Give again the lines from the line with "Can you find the person climbing?" to the last line of the records, exactly and in full. Do not carry over any pictures.
**** Material provided
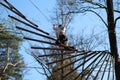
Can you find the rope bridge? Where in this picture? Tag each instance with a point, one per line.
(72, 65)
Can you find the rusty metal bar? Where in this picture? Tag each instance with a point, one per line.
(102, 65)
(105, 68)
(35, 33)
(11, 7)
(38, 40)
(36, 28)
(95, 66)
(14, 10)
(89, 65)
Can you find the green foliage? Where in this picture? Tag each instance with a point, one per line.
(10, 60)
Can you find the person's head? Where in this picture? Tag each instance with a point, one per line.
(60, 26)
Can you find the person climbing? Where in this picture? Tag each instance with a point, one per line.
(61, 35)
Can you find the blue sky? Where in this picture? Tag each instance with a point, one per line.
(47, 7)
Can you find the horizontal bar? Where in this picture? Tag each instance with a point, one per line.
(35, 33)
(36, 28)
(39, 40)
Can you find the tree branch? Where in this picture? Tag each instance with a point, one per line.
(116, 20)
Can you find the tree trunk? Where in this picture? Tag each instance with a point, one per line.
(112, 37)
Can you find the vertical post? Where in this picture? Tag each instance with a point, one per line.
(112, 37)
(62, 70)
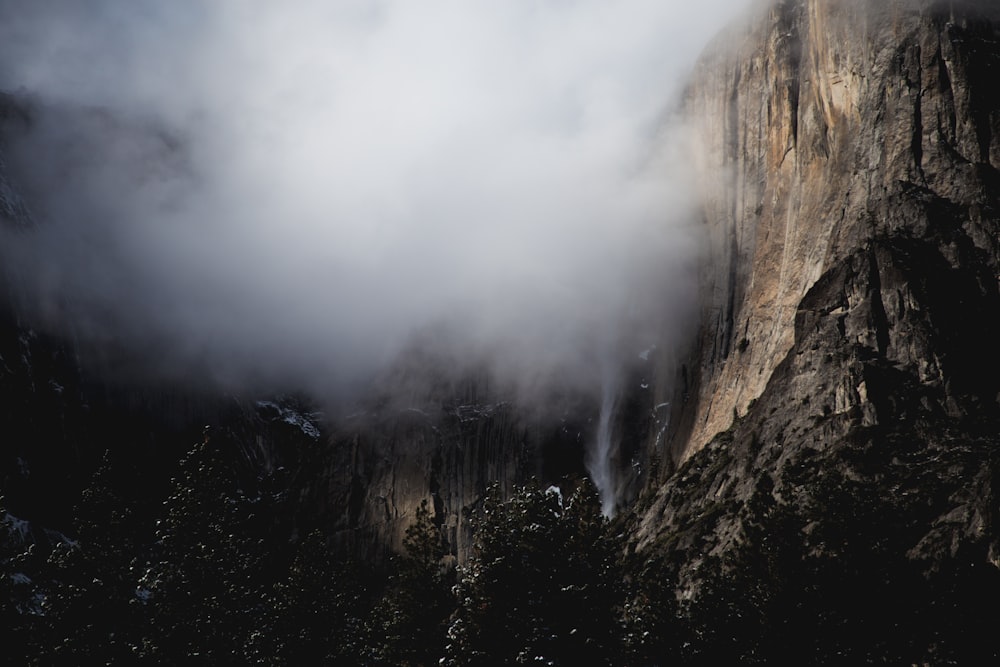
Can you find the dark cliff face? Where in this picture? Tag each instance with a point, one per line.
(846, 383)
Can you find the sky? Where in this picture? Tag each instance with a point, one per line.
(262, 193)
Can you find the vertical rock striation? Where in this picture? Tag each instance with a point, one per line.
(843, 142)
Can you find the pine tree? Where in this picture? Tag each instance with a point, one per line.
(542, 584)
(90, 583)
(207, 584)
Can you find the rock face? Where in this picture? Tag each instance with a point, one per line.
********
▸ **Written solution**:
Can you find the person climbing? Where in this picture? Tag each instance with a point, one per line.
(61, 35)
Can you find the blue sky? Where in this picture? Tag each instance with a point, one per line.
(47, 7)
Can you find the horizontal bar? Where in this picture? Tag each instance with a point, one per line.
(35, 33)
(36, 28)
(39, 40)
Can you find the tree branch? Where in this picture? Tag each instance with a point, one per line.
(116, 20)
Can you find the tree trunk? Where in this picture? Tag each instance with a point, one per line.
(112, 37)
Can you find the vertical post? Where in this picture? Tag each instance with a point, one per line.
(112, 37)
(62, 70)
Can you find the dark cliff face? Where in this picture? Tag each instance with a point, one per line.
(846, 383)
Can you find the sky? Where in this picture? Tag each instance with a point, one per line.
(262, 193)
Can you find the vertical rock striation? Where in this picture? Tag each instance with a point, one per line.
(843, 142)
Can you find the pine tree? Where in this picture? Tag each instance with a point, one per line.
(542, 584)
(90, 583)
(207, 584)
Can you find the rock face? Where in this picture? Tag each instance with a point, one per line.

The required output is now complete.